Exercise prompt — Within the data below, find the string "Target" and return each line where it occurs.

BEGIN Listed entries

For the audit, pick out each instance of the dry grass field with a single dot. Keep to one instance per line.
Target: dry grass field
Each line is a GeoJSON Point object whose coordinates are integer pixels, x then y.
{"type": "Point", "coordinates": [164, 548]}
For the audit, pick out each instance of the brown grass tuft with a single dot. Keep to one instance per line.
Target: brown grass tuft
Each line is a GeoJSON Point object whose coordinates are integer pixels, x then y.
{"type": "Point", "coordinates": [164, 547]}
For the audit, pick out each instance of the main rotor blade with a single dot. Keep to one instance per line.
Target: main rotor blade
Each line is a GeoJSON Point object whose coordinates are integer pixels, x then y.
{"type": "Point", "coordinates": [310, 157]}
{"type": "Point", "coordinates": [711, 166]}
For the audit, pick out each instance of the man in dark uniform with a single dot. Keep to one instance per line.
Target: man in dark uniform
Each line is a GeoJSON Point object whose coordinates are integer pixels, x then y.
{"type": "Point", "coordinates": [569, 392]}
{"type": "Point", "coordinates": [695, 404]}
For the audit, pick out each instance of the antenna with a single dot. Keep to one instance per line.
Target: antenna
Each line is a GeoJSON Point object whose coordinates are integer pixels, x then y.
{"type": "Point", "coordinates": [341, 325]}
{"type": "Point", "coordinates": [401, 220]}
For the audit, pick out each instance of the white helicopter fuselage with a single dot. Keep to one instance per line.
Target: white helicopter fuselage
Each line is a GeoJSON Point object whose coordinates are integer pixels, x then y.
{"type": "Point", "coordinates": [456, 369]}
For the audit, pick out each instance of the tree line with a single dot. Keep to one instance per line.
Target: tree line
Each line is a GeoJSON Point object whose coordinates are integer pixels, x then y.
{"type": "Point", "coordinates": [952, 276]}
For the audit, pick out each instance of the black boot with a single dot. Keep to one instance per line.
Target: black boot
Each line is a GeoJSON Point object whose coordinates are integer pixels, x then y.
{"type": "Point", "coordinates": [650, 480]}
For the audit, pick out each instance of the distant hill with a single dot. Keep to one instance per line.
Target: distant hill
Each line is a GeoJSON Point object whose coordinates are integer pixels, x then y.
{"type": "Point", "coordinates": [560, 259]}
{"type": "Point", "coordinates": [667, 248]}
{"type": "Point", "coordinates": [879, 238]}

END Listed entries

Finished task —
Target: dry grass field
Target: brown grass tuft
Target: main rotor blade
Target: man in dark uniform
Target: antenna
Target: white helicopter fuselage
Target: tree line
Target: black boot
Target: distant hill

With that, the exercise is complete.